• **What you are asked to do**:
Print each line exactly, beginning with the one where "of the silhouetted" appears and ending at the last line below.

[Records from a dataset]
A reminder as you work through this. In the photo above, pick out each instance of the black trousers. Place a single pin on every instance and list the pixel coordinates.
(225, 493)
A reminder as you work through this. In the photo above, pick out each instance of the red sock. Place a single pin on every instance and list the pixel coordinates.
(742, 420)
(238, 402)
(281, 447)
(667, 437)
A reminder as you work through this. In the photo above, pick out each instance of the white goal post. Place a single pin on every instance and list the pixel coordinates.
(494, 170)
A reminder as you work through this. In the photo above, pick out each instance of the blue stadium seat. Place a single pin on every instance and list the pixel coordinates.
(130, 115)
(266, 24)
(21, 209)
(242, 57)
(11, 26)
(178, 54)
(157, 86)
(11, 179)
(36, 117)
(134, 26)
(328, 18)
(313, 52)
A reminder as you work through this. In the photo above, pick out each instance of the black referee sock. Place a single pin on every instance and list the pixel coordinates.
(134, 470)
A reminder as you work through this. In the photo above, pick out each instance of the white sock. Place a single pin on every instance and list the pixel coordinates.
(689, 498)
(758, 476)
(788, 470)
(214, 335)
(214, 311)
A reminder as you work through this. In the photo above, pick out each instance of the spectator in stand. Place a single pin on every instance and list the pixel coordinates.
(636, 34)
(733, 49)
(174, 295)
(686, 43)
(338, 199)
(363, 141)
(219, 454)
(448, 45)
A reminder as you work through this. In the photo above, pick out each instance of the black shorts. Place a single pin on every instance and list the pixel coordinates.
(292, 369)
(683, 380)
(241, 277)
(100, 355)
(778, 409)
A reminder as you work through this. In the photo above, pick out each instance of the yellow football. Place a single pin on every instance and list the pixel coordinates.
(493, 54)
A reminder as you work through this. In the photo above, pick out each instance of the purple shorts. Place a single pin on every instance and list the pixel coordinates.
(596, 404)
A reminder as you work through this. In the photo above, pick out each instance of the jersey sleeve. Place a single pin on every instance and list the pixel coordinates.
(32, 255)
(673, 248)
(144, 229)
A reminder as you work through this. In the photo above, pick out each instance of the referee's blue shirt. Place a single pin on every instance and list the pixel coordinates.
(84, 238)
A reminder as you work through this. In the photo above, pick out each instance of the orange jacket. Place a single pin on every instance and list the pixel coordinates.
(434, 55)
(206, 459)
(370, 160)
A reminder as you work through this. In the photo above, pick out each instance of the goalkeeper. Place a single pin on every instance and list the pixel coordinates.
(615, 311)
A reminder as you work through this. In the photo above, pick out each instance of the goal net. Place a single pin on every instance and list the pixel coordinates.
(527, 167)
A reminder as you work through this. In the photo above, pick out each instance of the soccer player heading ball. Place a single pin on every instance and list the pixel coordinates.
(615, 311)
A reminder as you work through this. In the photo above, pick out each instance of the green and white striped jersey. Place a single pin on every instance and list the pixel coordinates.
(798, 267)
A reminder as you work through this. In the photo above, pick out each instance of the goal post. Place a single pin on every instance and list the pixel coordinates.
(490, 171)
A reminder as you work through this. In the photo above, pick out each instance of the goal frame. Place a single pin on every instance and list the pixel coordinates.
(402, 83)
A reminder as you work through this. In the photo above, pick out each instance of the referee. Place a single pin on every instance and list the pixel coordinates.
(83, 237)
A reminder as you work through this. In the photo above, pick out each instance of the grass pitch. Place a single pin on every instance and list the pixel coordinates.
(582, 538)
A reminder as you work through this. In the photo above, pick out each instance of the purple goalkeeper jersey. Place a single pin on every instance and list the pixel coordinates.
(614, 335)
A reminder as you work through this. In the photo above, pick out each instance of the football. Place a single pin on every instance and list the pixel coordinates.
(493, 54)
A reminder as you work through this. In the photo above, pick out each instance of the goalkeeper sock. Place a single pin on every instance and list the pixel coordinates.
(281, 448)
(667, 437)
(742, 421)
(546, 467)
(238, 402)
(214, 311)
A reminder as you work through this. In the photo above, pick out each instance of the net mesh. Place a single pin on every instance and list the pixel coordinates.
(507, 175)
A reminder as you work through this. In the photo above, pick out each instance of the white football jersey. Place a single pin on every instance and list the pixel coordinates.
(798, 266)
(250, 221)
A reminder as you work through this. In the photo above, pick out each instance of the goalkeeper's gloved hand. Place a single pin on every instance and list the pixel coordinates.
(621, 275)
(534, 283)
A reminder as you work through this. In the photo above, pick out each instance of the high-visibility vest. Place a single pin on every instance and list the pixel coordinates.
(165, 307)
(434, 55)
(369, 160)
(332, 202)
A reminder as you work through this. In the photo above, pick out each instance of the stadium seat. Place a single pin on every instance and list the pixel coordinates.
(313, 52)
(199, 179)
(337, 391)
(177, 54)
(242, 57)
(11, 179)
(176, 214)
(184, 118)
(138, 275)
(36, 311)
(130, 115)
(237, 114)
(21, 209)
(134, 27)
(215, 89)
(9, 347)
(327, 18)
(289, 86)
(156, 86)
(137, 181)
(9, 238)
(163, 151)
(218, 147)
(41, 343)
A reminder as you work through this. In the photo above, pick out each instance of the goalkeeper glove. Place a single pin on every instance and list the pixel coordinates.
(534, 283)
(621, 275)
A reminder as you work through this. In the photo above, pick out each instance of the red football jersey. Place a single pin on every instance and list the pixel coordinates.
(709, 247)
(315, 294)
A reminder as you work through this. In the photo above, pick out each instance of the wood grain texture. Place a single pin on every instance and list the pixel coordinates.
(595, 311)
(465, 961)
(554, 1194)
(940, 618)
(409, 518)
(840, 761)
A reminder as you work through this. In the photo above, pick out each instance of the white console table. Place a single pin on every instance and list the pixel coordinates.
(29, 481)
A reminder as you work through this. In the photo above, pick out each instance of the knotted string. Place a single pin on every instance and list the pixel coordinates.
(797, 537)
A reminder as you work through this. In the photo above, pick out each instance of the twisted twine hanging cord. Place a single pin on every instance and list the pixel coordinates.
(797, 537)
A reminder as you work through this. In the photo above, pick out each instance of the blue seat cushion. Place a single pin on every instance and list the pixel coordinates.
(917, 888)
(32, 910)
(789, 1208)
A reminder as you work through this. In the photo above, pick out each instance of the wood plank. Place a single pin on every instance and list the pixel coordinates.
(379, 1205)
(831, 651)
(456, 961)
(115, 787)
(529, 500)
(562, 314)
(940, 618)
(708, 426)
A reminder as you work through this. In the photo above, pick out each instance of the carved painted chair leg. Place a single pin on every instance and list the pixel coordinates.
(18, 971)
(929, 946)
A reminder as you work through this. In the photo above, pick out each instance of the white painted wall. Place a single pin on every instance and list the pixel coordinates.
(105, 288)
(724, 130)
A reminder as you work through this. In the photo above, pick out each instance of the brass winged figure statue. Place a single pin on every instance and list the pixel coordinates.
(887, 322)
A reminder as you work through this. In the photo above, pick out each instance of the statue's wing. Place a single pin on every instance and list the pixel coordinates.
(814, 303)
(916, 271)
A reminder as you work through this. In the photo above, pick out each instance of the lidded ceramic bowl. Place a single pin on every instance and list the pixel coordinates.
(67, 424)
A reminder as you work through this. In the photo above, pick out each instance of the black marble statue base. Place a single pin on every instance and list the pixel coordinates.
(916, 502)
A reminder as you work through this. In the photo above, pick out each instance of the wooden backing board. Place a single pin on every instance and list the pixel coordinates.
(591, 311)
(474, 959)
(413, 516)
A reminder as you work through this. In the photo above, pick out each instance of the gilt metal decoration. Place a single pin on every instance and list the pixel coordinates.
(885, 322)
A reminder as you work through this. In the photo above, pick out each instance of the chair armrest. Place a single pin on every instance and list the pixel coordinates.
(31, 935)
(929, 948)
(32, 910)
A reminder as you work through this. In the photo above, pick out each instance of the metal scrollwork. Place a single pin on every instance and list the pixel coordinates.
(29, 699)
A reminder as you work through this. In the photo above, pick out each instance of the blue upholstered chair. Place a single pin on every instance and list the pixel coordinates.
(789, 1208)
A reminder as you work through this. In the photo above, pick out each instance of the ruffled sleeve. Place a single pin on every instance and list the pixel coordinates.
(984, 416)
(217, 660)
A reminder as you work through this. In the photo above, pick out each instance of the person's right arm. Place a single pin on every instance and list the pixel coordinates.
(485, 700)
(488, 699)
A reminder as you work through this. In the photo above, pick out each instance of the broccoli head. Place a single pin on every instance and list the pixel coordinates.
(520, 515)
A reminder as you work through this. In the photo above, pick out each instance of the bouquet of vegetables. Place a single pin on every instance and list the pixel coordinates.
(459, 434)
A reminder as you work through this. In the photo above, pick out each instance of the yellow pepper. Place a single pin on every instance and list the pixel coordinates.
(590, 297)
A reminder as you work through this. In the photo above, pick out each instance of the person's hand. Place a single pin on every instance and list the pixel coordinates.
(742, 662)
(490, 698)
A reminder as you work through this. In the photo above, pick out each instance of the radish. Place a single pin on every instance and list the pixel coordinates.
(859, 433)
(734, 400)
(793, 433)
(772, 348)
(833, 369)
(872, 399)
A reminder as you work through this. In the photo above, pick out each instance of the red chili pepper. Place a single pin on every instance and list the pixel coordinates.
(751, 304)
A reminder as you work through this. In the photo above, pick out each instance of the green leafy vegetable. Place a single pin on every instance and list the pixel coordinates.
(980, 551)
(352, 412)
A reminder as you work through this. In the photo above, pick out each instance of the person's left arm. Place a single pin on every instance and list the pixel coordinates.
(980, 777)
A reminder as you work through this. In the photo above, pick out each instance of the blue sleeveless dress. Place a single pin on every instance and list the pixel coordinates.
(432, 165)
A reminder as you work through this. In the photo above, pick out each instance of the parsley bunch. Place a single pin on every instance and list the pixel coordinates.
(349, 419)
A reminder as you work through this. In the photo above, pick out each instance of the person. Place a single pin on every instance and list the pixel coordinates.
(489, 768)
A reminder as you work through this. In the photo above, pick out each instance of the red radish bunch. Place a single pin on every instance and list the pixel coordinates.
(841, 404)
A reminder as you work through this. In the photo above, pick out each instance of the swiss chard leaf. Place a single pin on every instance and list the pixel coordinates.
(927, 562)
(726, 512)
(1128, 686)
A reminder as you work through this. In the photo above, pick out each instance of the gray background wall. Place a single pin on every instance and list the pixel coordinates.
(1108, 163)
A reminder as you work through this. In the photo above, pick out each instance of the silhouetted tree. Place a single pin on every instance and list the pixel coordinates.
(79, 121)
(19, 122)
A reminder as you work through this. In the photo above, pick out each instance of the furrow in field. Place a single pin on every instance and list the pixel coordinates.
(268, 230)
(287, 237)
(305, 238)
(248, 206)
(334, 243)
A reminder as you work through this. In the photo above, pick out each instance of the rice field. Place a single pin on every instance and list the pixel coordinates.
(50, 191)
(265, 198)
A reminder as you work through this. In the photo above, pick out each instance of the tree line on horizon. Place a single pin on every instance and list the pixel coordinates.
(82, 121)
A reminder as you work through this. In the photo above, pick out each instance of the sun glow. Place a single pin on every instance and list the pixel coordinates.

• **Written response**:
A reminder as you work through this. In the photo above, pick out each instance of the silhouetted tree. Place a single pin on every instance and list the pixel coordinates.
(79, 121)
(19, 122)
A reminder as you work through this. In the photo above, pick out each instance of the furrow in field. Place a single pin on every instance and list the pixel coordinates.
(268, 230)
(287, 237)
(305, 238)
(248, 206)
(334, 243)
A reminder as you work through this. In the photo above, pick out each instance of the rice field. Place a single pin on every instance and list the pixel coordinates.
(50, 191)
(265, 198)
A reminder as you work through this. In the photo above, pick out each instance of the tree line on horizon. Place a single pin on every instance and list the pixel coordinates.
(82, 121)
A reminder as you work through this. In the photo above, pick out each instance of the sun glow. Place a single pin on every instance and list the pixel coordinates.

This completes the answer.